§ Source excerpt
^^^^^^^^^^^^^^^^

Base model: 1987 Yamaha TW-200



Motivated by the awe-inspiring job done by Zombiestomper, as documented in this forum, my 2011-12 winter project was to convert a barely-running, decaying TW-200 into a head-turning addition to my assembly of kayak fishing gear. Carried on a rack on the back of a Toyota Land Cruiser, the bike would serve as a shuttle vehicle between the take-out point and the put-in point on fast flowing rivers. Very useful for solo trips or other occasions when bringing two cars is not an option.



I’d owned the bike for many years, but could never trust it to run right. The first photograph shows it – pre-conversion – being put to use as a shuttle vehicle in its original incarnation, circa 2002. It was retired from this duty several years ago due to its infuriating lack of reliability. But several unnecessary carburetor rebuilds later, the culprit was finally identified (with the help of this forum.) And the true problem was – drum roll, please – a faulty CDI! With the bike now running like a dream, and mesmerized by the miracles performed on the Zombiestomper (which I discovered while researching the CDI issue), the vision for the Waterwolf was born. I had never heard of a Theme Bike before but now was consumed with imaginings of what it could look like, tempered significantly by what my (very modest) technical abilities would allow.



My first decision was probably my best – do not remove the engine from the frame and don’t do anything which requires significant re-wiring -- which pretty much makes this a purely cosmetic rebuild. The second decision was to fix up the old shed behind the barn as a dedicated workshop, including building a ramp from cinder blocks and 2 by 8’s to bring the bike up to just above knee level.

^^^^^^^^^^^^^^^^

§ Exercise brief
Rewrite the TW-200 conversion text starting at "Motivated by the" and ending at "not an option.", putting "pickup truck" in place of "Toyota Land Cruiser".

^^^^^^^^^^^^^^^^

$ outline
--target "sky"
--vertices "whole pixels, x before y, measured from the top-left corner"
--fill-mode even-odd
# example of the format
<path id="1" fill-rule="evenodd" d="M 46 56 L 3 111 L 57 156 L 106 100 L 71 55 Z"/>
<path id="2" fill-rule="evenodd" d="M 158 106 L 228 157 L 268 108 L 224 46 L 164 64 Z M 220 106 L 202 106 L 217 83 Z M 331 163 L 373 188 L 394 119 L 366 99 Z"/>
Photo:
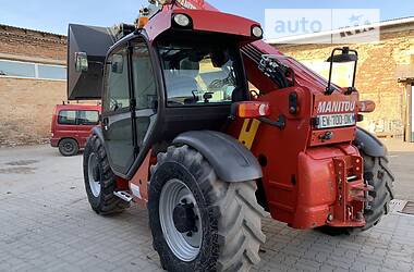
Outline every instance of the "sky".
<path id="1" fill-rule="evenodd" d="M 66 34 L 69 23 L 132 23 L 145 0 L 0 0 L 0 24 Z M 413 0 L 210 0 L 221 11 L 265 22 L 265 9 L 380 9 L 381 21 L 414 16 Z"/>

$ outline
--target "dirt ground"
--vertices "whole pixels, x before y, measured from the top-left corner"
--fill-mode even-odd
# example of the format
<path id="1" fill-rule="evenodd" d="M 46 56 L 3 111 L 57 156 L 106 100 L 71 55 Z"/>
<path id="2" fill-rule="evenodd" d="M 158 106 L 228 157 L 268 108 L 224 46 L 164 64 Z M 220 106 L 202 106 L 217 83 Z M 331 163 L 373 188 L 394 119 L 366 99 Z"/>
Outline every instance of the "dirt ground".
<path id="1" fill-rule="evenodd" d="M 387 141 L 395 197 L 414 200 L 414 145 Z M 414 271 L 414 217 L 391 212 L 355 236 L 263 221 L 254 271 Z M 92 211 L 82 156 L 49 146 L 0 149 L 0 271 L 161 271 L 145 208 Z"/>

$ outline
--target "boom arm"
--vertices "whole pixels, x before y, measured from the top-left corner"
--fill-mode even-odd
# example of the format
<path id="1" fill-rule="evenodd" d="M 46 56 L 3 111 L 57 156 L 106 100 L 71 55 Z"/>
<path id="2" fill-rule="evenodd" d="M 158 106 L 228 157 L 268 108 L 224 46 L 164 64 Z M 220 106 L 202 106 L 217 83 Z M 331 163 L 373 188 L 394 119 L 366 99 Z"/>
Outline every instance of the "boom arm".
<path id="1" fill-rule="evenodd" d="M 176 0 L 175 3 L 188 9 L 218 11 L 218 9 L 204 0 Z M 294 85 L 303 87 L 306 86 L 312 91 L 325 91 L 325 88 L 327 86 L 327 81 L 325 78 L 314 73 L 294 59 L 283 55 L 279 50 L 266 44 L 264 40 L 258 40 L 244 46 L 242 48 L 242 54 L 245 62 L 245 70 L 248 81 L 257 88 L 259 88 L 260 92 L 263 94 L 267 94 L 279 88 L 276 83 L 270 81 L 259 70 L 259 63 L 264 54 L 271 54 L 278 59 L 281 64 L 292 69 L 295 75 Z"/>

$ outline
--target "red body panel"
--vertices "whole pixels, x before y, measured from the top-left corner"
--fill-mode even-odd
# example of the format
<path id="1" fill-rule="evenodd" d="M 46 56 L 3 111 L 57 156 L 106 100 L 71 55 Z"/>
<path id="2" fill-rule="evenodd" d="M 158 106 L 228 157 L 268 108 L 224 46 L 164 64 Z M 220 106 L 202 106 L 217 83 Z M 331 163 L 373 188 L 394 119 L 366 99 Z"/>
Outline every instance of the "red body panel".
<path id="1" fill-rule="evenodd" d="M 95 125 L 59 124 L 58 115 L 61 111 L 98 111 L 100 114 L 101 107 L 96 104 L 58 104 L 54 107 L 51 121 L 50 145 L 52 147 L 58 147 L 61 139 L 73 138 L 76 140 L 80 148 L 84 148 L 87 137 L 89 137 L 90 131 Z"/>
<path id="2" fill-rule="evenodd" d="M 242 36 L 247 40 L 257 40 L 252 36 L 252 27 L 259 23 L 241 16 L 218 12 L 217 10 L 191 10 L 168 7 L 156 14 L 146 25 L 145 30 L 149 40 L 154 41 L 159 35 L 171 28 L 171 17 L 174 13 L 188 15 L 193 22 L 193 30 L 223 33 Z"/>
<path id="3" fill-rule="evenodd" d="M 182 0 L 181 3 L 200 10 L 183 10 L 165 7 L 163 11 L 153 17 L 145 26 L 150 40 L 171 27 L 174 12 L 186 13 L 193 18 L 194 29 L 203 32 L 222 32 L 226 34 L 251 36 L 252 25 L 257 23 L 217 11 L 202 0 Z M 248 52 L 256 55 L 273 54 L 280 63 L 294 71 L 294 87 L 279 89 L 251 59 Z M 279 128 L 261 123 L 255 134 L 252 152 L 263 166 L 261 183 L 271 217 L 296 228 L 312 228 L 321 225 L 361 226 L 365 224 L 365 193 L 369 188 L 363 181 L 363 161 L 357 148 L 352 146 L 355 126 L 319 129 L 313 120 L 319 112 L 319 103 L 358 100 L 357 92 L 345 95 L 345 89 L 337 89 L 333 95 L 325 95 L 327 81 L 308 70 L 300 62 L 282 55 L 270 45 L 259 40 L 242 48 L 248 81 L 259 91 L 258 100 L 270 104 L 271 121 L 280 115 L 285 118 L 285 126 Z M 299 110 L 289 111 L 289 95 L 297 95 Z M 346 112 L 357 114 L 357 107 L 328 107 L 324 114 Z M 244 120 L 236 119 L 228 133 L 239 138 Z M 324 139 L 327 132 L 332 137 Z M 148 172 L 147 162 L 142 165 L 136 178 Z M 143 174 L 144 173 L 144 174 Z"/>

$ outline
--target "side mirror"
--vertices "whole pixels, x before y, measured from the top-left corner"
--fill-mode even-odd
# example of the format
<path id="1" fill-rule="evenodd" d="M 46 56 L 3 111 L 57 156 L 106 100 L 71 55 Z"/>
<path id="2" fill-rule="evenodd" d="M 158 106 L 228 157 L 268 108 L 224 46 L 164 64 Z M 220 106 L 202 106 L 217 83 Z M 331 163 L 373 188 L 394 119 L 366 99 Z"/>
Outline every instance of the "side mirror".
<path id="1" fill-rule="evenodd" d="M 123 55 L 122 54 L 112 55 L 111 71 L 112 73 L 115 73 L 115 74 L 123 73 Z"/>
<path id="2" fill-rule="evenodd" d="M 88 62 L 87 54 L 85 52 L 75 52 L 75 70 L 76 72 L 87 72 Z"/>
<path id="3" fill-rule="evenodd" d="M 344 47 L 340 54 L 331 54 L 327 62 L 333 63 L 345 63 L 345 62 L 356 62 L 358 60 L 358 55 L 356 53 L 350 53 L 350 49 Z"/>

^^^^^^^^^^^^^^^^

§ Written solution
Motivated by the awe-inspiring job done by Zombiestomper, as documented in this forum, my 2011-12 winter project was to convert a barely-running, decaying TW-200 into a head-turning addition to my assembly of kayak fishing gear. Carried on a rack on the back of a pickup truck, the bike would serve as a shuttle vehicle between the take-out point and the put-in point on fast flowing rivers. Very useful for solo trips or other occasions when bringing two cars is not an option.